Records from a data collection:
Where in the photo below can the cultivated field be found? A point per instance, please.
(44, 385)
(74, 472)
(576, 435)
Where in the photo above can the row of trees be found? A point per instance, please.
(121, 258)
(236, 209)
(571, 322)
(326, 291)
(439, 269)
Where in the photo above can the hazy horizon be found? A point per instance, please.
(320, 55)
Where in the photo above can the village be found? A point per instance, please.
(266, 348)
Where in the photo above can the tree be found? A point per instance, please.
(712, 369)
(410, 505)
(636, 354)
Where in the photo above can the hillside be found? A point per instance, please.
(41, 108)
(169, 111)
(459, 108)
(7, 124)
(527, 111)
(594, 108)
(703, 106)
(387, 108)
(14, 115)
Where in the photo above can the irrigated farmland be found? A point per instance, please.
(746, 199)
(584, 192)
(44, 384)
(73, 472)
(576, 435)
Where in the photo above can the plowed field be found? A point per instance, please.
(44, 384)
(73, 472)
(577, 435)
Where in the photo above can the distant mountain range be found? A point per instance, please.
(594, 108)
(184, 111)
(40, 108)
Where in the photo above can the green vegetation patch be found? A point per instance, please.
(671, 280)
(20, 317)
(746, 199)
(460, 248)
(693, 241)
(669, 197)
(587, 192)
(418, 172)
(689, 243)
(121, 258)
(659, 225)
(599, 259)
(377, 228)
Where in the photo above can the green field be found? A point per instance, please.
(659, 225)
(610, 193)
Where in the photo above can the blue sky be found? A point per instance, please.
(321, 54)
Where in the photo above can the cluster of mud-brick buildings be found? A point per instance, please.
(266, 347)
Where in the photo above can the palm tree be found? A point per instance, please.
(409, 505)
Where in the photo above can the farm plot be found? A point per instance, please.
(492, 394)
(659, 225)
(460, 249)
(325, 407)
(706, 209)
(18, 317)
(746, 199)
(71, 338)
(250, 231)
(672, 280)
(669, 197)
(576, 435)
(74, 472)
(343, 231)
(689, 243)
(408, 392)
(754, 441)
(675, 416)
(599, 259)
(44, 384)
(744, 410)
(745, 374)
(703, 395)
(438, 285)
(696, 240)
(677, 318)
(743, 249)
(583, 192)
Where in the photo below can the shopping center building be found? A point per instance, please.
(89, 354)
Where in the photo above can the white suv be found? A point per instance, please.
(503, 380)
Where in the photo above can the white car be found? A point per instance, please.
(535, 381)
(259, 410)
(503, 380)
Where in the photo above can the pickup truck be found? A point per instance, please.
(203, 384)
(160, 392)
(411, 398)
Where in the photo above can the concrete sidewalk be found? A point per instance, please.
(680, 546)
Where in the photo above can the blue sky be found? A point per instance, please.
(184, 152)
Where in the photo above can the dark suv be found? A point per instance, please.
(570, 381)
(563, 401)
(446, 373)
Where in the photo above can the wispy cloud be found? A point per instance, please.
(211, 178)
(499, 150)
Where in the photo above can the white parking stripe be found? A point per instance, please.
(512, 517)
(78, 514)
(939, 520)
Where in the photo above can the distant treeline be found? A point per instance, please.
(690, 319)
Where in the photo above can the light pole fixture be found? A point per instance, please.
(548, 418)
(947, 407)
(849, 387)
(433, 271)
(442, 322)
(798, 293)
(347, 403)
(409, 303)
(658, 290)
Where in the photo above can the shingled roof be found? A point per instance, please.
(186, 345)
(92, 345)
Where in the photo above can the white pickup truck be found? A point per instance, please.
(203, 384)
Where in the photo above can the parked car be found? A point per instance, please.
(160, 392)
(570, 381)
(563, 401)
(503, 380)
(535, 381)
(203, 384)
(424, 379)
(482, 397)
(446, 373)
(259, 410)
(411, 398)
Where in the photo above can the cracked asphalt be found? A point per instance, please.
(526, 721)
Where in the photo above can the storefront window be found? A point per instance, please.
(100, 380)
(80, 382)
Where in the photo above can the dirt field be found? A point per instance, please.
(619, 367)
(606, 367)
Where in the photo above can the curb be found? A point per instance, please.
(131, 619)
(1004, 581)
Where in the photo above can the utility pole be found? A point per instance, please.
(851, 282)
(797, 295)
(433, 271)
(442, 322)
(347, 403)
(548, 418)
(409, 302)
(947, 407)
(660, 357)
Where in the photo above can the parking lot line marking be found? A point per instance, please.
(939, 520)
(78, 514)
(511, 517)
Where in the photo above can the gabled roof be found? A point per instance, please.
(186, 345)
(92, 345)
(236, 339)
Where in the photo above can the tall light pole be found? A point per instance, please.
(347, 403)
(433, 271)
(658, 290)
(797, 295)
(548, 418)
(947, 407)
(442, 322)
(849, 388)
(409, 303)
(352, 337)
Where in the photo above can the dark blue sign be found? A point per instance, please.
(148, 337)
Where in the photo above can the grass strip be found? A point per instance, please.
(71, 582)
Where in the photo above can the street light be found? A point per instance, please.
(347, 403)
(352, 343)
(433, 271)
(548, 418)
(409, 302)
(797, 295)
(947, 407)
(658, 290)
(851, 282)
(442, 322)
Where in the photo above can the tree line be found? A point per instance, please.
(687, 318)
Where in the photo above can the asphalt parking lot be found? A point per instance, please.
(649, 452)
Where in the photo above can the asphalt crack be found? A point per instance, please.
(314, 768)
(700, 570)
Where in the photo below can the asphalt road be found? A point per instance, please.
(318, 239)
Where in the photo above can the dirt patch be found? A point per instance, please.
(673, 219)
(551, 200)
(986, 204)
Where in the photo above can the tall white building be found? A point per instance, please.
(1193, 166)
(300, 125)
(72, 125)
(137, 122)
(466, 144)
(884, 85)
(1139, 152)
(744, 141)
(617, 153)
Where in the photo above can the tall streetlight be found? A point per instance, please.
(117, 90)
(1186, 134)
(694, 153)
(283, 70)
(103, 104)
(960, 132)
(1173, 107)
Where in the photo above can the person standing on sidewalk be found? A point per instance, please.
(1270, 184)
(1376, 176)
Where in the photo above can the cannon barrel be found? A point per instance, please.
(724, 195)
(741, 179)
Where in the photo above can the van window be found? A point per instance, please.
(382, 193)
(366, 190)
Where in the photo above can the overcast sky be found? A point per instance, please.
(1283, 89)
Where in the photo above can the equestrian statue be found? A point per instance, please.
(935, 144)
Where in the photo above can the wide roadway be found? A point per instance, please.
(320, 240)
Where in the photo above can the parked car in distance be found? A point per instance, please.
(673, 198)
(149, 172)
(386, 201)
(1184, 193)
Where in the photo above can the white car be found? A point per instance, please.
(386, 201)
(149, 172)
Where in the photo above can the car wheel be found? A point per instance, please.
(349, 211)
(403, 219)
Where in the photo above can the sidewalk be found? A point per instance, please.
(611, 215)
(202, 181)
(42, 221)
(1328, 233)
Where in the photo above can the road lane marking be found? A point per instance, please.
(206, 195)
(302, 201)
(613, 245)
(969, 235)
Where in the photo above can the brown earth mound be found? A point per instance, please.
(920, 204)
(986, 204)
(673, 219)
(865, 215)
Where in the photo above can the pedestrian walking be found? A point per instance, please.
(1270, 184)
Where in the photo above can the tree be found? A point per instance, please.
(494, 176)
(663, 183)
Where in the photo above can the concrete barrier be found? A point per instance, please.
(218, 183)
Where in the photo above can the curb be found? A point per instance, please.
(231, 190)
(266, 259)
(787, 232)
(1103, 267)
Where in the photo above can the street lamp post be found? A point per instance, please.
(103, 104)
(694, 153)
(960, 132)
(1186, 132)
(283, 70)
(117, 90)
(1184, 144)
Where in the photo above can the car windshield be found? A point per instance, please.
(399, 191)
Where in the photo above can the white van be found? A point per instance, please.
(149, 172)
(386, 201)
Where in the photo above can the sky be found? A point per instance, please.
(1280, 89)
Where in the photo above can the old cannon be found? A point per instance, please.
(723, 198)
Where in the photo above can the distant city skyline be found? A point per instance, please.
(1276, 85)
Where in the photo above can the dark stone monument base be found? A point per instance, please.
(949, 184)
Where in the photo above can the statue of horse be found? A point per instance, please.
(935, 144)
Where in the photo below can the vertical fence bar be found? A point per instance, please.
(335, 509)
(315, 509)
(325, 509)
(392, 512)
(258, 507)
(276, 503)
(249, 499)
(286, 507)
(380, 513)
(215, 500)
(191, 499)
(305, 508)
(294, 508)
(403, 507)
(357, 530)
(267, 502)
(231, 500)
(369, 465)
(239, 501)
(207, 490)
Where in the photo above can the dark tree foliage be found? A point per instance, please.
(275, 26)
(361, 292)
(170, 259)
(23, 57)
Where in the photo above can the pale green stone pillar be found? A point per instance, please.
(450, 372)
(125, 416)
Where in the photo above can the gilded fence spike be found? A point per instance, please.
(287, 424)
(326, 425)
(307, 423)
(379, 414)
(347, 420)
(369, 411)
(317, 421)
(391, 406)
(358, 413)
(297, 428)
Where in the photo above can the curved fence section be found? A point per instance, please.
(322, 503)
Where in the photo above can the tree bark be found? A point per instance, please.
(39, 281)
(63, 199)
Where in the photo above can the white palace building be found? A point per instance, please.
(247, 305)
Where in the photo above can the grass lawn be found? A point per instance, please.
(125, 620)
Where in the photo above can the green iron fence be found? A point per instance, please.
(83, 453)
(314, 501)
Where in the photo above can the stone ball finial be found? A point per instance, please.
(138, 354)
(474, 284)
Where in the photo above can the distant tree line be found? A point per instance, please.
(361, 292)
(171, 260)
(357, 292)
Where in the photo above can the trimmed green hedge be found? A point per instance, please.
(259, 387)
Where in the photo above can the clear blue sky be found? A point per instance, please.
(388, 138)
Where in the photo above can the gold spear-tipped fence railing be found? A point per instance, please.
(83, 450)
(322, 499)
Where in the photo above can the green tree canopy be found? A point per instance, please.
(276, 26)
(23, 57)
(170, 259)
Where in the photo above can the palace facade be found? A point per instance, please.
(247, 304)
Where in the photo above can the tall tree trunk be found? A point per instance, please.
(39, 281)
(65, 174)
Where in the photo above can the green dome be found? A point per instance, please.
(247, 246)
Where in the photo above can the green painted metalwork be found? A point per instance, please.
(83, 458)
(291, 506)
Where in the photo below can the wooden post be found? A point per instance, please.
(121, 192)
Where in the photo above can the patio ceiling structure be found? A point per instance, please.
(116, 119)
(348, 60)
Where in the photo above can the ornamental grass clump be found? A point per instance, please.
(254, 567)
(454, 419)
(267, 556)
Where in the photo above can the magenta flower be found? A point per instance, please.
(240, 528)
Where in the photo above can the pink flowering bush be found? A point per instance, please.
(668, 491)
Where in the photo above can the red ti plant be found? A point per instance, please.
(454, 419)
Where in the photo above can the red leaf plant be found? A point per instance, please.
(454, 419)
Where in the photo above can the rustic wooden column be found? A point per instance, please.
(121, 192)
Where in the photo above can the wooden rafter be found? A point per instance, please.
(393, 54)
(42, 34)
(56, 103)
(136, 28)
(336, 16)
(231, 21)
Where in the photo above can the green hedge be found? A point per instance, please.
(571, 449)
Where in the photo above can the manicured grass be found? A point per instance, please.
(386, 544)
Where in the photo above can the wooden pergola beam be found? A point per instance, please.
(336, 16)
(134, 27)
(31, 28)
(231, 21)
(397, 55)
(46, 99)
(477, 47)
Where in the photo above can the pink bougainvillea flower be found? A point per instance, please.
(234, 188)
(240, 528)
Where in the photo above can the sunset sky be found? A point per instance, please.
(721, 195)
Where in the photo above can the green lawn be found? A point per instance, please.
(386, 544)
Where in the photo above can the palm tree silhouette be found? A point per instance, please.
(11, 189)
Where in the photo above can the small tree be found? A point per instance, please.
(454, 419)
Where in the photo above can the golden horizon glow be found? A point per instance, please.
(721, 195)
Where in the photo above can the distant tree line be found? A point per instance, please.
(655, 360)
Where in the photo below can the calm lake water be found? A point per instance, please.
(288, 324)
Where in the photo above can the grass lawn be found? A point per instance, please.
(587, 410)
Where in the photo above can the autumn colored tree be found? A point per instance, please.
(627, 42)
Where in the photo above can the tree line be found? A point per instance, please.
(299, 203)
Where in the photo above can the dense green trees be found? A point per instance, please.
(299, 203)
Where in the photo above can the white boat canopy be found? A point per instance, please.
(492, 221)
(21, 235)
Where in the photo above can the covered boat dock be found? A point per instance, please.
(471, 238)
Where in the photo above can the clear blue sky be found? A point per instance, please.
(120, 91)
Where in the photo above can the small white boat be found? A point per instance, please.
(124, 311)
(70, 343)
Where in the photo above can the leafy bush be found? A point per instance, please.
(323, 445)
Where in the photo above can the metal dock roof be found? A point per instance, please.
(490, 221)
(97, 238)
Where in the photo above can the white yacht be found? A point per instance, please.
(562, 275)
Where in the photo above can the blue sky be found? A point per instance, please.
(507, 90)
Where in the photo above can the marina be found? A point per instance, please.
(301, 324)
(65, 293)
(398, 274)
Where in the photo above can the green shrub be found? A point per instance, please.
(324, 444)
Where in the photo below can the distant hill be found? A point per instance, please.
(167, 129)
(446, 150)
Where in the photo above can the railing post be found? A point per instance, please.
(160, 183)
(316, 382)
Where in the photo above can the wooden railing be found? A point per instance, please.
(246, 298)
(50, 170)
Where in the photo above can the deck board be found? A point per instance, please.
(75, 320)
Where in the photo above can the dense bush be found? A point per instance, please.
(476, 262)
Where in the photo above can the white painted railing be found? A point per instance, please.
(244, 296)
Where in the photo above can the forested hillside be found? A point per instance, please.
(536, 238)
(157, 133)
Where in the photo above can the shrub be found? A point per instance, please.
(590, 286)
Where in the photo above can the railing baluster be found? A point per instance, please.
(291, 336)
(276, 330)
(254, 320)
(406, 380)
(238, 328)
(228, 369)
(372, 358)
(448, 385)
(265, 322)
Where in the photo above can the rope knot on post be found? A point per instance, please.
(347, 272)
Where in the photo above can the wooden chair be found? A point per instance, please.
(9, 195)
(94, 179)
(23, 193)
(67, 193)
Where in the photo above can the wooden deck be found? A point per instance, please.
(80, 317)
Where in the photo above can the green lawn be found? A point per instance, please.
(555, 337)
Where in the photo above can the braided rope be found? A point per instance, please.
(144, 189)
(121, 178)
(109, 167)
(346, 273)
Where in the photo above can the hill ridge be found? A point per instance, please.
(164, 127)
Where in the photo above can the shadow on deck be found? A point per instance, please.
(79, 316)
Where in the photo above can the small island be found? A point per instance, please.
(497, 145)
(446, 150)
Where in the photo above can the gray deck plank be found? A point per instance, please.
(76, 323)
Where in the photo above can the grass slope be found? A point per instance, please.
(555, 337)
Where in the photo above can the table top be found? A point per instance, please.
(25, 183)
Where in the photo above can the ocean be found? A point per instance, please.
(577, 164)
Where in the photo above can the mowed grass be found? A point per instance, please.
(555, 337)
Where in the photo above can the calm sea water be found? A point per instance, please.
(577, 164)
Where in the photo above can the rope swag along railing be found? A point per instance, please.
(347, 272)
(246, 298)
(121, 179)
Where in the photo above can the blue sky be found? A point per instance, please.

§ **AIM OF THE TASK**
Copy the lines above exactly, beginning at the line containing "Where in the photo above can the small island" and stopping at the last line.

§ **RESPONSE AREA**
Where in the photo above can the small island be found? A point per instance, please.
(497, 145)
(446, 150)
Where in the photo above can the gray deck plank be found? A point per instance, please.
(76, 323)
Where in the photo above can the grass slope be found? A point per instance, please.
(555, 337)
Where in the photo above can the table top be found? A point per instance, please.
(25, 183)
Where in the photo above can the ocean be found? A point per instance, please.
(577, 164)
Where in the photo above can the mowed grass be found? A point per instance, please.
(555, 337)
Where in the photo above can the calm sea water be found? A point per instance, please.
(577, 164)
Where in the photo above can the rope swag along railing be found? A point per instance, please.
(347, 272)
(246, 298)
(121, 179)
Where in the photo above can the blue sky be found? A point per instance, please.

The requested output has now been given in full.